Electric motorcycles make the perfect starter bikes for new riders

So there we go, I’ve beaten this dead horse to the point of corpse desecration. The point is simple: Electric motorcycles make a better choice for new riders for so many reasons. They’re easier to learn on. They’re easier to ride. They’re cheaper and more convenient to own. They’re healthier for you and everyone around you. They’re simply better.

Despite all those benefits though, you unfortunately will probably still need to ride a gas bike, at least for a few days. If you live in the US or many other countries, you’ll still likely have to learn to ride a gas motorcycle to get your license. At least, for now.

I’ve gotten two motorcycle licenses in two countries and each time I was put on a gas bike to do it. Several years ago I got my motorcycle license in an MSF course in the US. It was two evenings of classroom instruction followed by a weekend of parking lot instruction, capped off with a parking lot exam. After years of riding in Tel Aviv without a local motorcycle endorsement (“Sorry officer, I didn’t know…”) I finally went through the process internationally too. There it involved 12 classes of combined parking lot and street-riding instruction, followed by both a parking lot and a street-riding exam.

In both cases I was put on a gas bike to do my instruction and testing. As much as I’ve harped on the advantages of electric motorcycles, I don’t hate that I had to learn and demonstrate proficiency on a gas bike multiple times. It’s allowed me to occasionally borrow gas bikes from friends or family. And if I ever need to do an action movie sequence where I kick someone off a motorcycle and hijack it to chase down a bad guy, chances are it’s still going to be a gas bike for the next few years until electric motorcycles eventually become the majority.

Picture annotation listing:
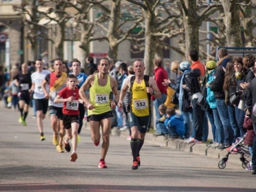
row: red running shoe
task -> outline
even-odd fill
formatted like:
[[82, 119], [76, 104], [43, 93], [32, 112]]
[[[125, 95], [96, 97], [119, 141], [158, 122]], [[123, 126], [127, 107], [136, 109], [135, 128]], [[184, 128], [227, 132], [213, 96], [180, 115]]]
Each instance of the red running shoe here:
[[98, 166], [99, 168], [107, 168], [107, 165], [106, 165], [106, 162], [105, 162], [105, 160], [100, 160], [99, 164], [99, 166]]

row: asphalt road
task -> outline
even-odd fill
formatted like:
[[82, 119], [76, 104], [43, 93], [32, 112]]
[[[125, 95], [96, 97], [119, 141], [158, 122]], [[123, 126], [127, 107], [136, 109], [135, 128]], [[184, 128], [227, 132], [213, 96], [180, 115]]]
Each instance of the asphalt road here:
[[36, 120], [18, 123], [19, 113], [0, 107], [0, 191], [256, 191], [256, 177], [240, 165], [146, 144], [141, 165], [131, 169], [129, 142], [111, 136], [106, 160], [99, 169], [101, 144], [95, 146], [89, 129], [82, 130], [78, 159], [57, 153], [52, 143], [49, 119], [44, 121], [46, 140], [41, 142]]

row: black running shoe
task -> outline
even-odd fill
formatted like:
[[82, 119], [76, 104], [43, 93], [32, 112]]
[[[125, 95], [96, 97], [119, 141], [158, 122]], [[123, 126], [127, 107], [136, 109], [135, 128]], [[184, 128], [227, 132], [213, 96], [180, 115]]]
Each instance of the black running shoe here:
[[138, 168], [139, 166], [138, 165], [138, 162], [135, 161], [133, 161], [132, 167], [132, 169], [135, 170], [135, 169], [137, 169]]

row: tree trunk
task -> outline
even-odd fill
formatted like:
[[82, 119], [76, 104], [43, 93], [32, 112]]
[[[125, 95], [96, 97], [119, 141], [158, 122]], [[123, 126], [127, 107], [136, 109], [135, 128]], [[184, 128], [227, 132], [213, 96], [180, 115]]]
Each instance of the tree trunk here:
[[144, 53], [144, 62], [146, 70], [145, 74], [152, 76], [154, 69], [153, 60], [156, 52], [157, 38], [153, 35], [156, 30], [154, 25], [156, 18], [150, 12], [144, 11], [145, 19], [145, 45]]
[[243, 46], [240, 28], [239, 5], [225, 0], [223, 0], [222, 4], [225, 15], [224, 23], [228, 46]]

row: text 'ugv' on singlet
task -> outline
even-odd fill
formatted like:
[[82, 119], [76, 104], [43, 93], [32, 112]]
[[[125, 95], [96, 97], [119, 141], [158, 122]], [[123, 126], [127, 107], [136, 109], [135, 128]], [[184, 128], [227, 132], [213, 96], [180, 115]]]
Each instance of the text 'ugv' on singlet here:
[[100, 86], [98, 83], [98, 75], [94, 75], [94, 81], [89, 89], [89, 102], [95, 107], [88, 110], [88, 116], [99, 115], [111, 111], [109, 104], [109, 96], [112, 91], [110, 77], [107, 76], [107, 82], [105, 86]]

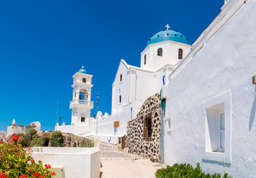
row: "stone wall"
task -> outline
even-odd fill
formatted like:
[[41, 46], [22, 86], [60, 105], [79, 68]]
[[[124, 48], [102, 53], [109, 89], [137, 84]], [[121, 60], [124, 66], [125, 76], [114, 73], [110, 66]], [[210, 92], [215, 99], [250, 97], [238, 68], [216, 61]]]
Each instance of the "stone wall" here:
[[[160, 161], [160, 93], [148, 98], [141, 107], [136, 119], [131, 120], [127, 125], [125, 149], [129, 153], [145, 157], [155, 158]], [[150, 137], [145, 130], [145, 119], [151, 119]]]

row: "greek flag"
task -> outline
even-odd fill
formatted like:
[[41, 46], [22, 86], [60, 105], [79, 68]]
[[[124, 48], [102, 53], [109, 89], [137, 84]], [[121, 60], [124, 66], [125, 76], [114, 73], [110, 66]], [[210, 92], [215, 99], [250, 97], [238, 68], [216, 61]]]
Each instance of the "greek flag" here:
[[97, 92], [97, 106], [99, 105], [99, 92]]

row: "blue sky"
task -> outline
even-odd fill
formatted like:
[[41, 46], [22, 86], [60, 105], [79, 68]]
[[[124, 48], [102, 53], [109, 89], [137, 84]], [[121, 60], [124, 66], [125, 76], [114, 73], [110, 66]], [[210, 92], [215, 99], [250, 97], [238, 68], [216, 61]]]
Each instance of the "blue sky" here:
[[72, 76], [93, 75], [92, 100], [111, 113], [111, 85], [121, 59], [140, 66], [148, 39], [177, 30], [191, 44], [220, 12], [223, 1], [1, 1], [0, 131], [39, 121], [53, 130], [70, 124]]

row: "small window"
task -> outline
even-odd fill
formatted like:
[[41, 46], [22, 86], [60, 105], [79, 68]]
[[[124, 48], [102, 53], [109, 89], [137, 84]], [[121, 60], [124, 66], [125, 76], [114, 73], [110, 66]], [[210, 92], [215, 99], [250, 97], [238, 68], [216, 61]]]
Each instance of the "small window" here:
[[158, 50], [157, 50], [157, 56], [163, 56], [163, 49], [162, 48], [158, 48]]
[[122, 96], [119, 95], [119, 103], [121, 103], [121, 102], [122, 102]]
[[225, 148], [225, 113], [220, 113], [219, 116], [220, 123], [220, 142], [219, 150], [221, 151]]
[[183, 49], [179, 49], [179, 59], [183, 59]]
[[151, 140], [153, 132], [152, 125], [151, 114], [149, 114], [148, 117], [144, 118], [143, 138], [146, 141]]

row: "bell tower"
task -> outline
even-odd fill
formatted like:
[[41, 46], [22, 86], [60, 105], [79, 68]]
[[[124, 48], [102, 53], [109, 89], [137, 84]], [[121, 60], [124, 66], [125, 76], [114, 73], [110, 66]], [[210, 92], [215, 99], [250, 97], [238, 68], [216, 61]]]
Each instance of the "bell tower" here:
[[92, 75], [87, 73], [83, 66], [73, 76], [73, 100], [70, 105], [72, 109], [72, 125], [91, 125], [91, 110], [93, 108], [93, 102], [91, 101], [92, 77]]

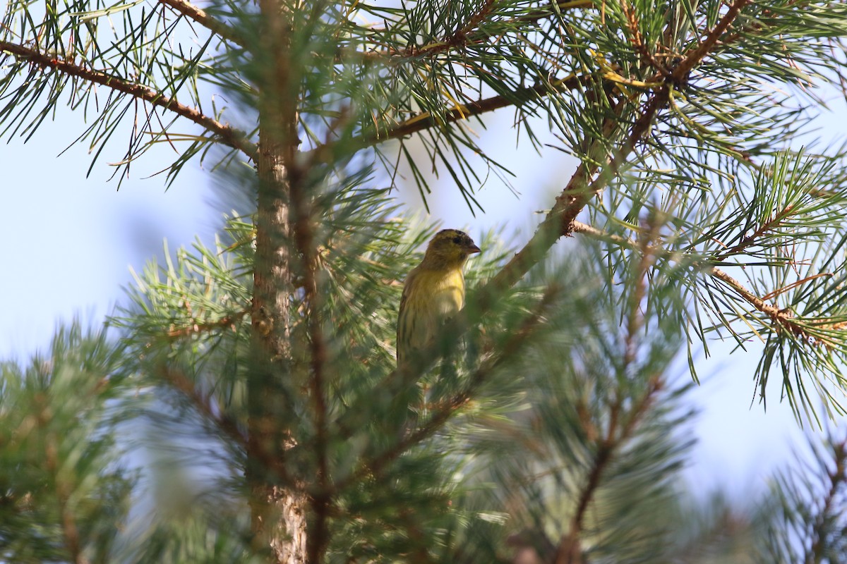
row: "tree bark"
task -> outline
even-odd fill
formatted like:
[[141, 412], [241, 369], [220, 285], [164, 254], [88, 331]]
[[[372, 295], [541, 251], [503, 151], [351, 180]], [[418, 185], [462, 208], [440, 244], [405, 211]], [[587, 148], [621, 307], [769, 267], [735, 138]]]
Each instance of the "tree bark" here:
[[293, 413], [290, 392], [296, 388], [289, 315], [295, 260], [291, 165], [299, 145], [300, 81], [291, 56], [296, 6], [285, 0], [261, 0], [259, 8], [262, 23], [254, 51], [259, 90], [258, 194], [246, 479], [254, 548], [268, 554], [270, 561], [299, 564], [307, 561], [307, 499], [302, 480], [285, 471], [286, 452], [296, 444], [287, 419]]

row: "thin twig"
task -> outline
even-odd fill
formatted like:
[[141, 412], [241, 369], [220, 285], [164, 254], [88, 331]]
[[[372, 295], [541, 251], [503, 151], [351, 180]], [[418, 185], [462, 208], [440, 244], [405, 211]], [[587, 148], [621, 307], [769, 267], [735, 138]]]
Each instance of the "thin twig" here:
[[164, 336], [168, 339], [175, 340], [183, 337], [191, 337], [192, 335], [209, 332], [218, 329], [235, 327], [235, 324], [248, 313], [250, 312], [247, 310], [237, 311], [230, 315], [222, 317], [216, 321], [207, 321], [205, 323], [195, 322], [185, 327], [172, 327], [168, 331], [168, 332], [165, 333]]
[[[597, 229], [596, 227], [593, 227], [580, 222], [573, 222], [573, 232], [588, 235], [593, 238], [613, 243], [618, 246], [627, 247], [633, 250], [639, 250], [638, 244], [635, 241], [624, 238], [619, 235], [606, 233], [600, 229]], [[667, 251], [661, 253], [660, 255], [671, 260], [674, 260], [674, 257], [677, 257], [677, 255]], [[679, 258], [677, 257], [675, 260], [678, 261]], [[702, 266], [704, 265], [700, 261], [695, 261], [692, 264], [693, 267], [699, 267]], [[711, 268], [706, 270], [705, 273], [729, 286], [745, 301], [756, 308], [756, 310], [767, 315], [775, 324], [787, 329], [794, 335], [810, 337], [810, 336], [806, 334], [805, 328], [794, 320], [794, 315], [790, 310], [780, 309], [775, 305], [767, 304], [764, 299], [759, 298], [755, 293], [748, 290], [744, 284], [735, 280], [735, 278], [733, 278], [731, 276], [717, 266], [712, 266]]]
[[[468, 102], [467, 104], [462, 104], [448, 110], [443, 116], [436, 117], [429, 112], [424, 112], [385, 131], [380, 132], [377, 130], [371, 133], [365, 133], [358, 139], [346, 140], [345, 143], [350, 142], [358, 149], [363, 149], [392, 139], [407, 137], [424, 129], [430, 129], [434, 127], [444, 127], [448, 123], [453, 123], [479, 116], [483, 113], [508, 107], [515, 104], [515, 99], [532, 100], [534, 98], [551, 96], [555, 92], [573, 90], [587, 82], [588, 79], [589, 77], [587, 76], [570, 74], [562, 79], [551, 80], [547, 84], [540, 84], [528, 88], [518, 89], [511, 92], [507, 96], [494, 96]], [[328, 161], [332, 156], [332, 147], [338, 142], [337, 140], [328, 141], [311, 151], [304, 151], [303, 157], [310, 162]]]
[[[238, 423], [229, 416], [219, 413], [219, 409], [212, 407], [209, 398], [204, 396], [181, 370], [178, 370], [169, 366], [163, 365], [159, 369], [159, 373], [164, 379], [183, 396], [188, 398], [191, 405], [202, 415], [215, 424], [224, 435], [235, 441], [241, 448], [247, 449], [248, 438], [246, 433], [241, 430]], [[260, 447], [251, 452], [252, 455], [257, 457], [265, 468], [274, 470], [283, 484], [293, 485], [288, 471], [282, 462], [275, 457], [270, 455], [264, 448]]]
[[246, 48], [247, 42], [238, 35], [235, 28], [226, 25], [217, 18], [210, 16], [198, 6], [195, 6], [186, 0], [159, 0], [159, 2], [166, 6], [169, 6], [186, 18], [193, 19], [209, 31], [217, 34], [226, 41], [231, 41], [240, 47]]
[[32, 63], [42, 68], [54, 68], [69, 76], [76, 76], [92, 84], [102, 85], [117, 92], [127, 94], [153, 106], [170, 110], [214, 134], [222, 143], [241, 151], [250, 159], [255, 161], [258, 154], [256, 145], [247, 140], [243, 132], [230, 125], [221, 123], [199, 110], [181, 104], [175, 98], [169, 97], [149, 86], [107, 74], [99, 70], [86, 68], [72, 61], [58, 58], [18, 43], [0, 41], [0, 52], [2, 52], [10, 53], [20, 61]]
[[[576, 510], [571, 518], [567, 534], [563, 535], [556, 551], [556, 564], [581, 564], [583, 562], [580, 537], [584, 529], [585, 514], [589, 506], [601, 487], [603, 473], [613, 461], [616, 452], [634, 435], [639, 422], [653, 404], [656, 394], [662, 389], [664, 382], [660, 375], [652, 376], [647, 383], [647, 389], [635, 405], [623, 417], [620, 399], [609, 406], [610, 424], [605, 437], [599, 440], [591, 468], [589, 470], [585, 485], [577, 501]], [[619, 422], [623, 421], [623, 424]]]
[[706, 34], [706, 37], [700, 41], [700, 45], [694, 51], [689, 52], [688, 54], [679, 62], [679, 64], [673, 68], [672, 73], [674, 80], [678, 82], [683, 82], [691, 69], [700, 63], [700, 62], [706, 58], [711, 49], [717, 44], [718, 40], [727, 29], [732, 25], [735, 19], [738, 17], [739, 14], [741, 13], [741, 9], [750, 3], [750, 0], [735, 0], [727, 13], [723, 14], [721, 20], [710, 30]]

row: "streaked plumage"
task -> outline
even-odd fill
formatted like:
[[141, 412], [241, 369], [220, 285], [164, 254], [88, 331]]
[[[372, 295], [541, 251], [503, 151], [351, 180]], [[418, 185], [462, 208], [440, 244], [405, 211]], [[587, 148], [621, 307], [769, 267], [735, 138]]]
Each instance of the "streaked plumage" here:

▸ Task to complete
Copy out the passage about electric motorcycles for new riders in full, word for word. The listing is separate material, unrelated to the passage about electric motorcycles for new riders.

▸ Response to the exercise
Electric motorcycles make the perfect starter bikes for new riders

So there we go, I’ve beaten this dead horse to the point of corpse desecration. The point is simple: Electric motorcycles make a better choice for new riders for so many reasons. They’re easier to learn on. They’re easier to ride. They’re cheaper and more convenient to own. They’re healthier for you and everyone around you. They’re simply better.

Despite all those benefits though, you unfortunately will probably still need to ride a gas bike, at least for a few days. If you live in the US or many other countries, you’ll still likely have to learn to ride a gas motorcycle to get your license. At least, for now.

I’ve gotten two motorcycle licenses in two countries and each time I was put on a gas bike to do it. Several years ago I got my motorcycle license in an MSF course in the US. It was two evenings of classroom instruction followed by a weekend of parking lot instruction, capped off with a parking lot exam. After years of riding in Tel Aviv without a local motorcycle endorsement (“Sorry officer, I didn’t know…”) I finally went through the process internationally too. There it involved 12 classes of combined parking lot and street-riding instruction, followed by both a parking lot and a street-riding exam.

In both cases I was put on a gas bike to do my instruction and testing. As much as I’ve harped on the advantages of electric motorcycles, I don’t hate that I had to learn and demonstrate proficiency on a gas bike multiple times. It’s allowed me to occasionally borrow gas bikes from friends or family. And if I ever need to do an action movie sequence where I kick someone off a motorcycle and hijack it to chase down a bad guy, chances are it’s still going to be a gas bike for the next few years until electric motorcycles eventually become the majority.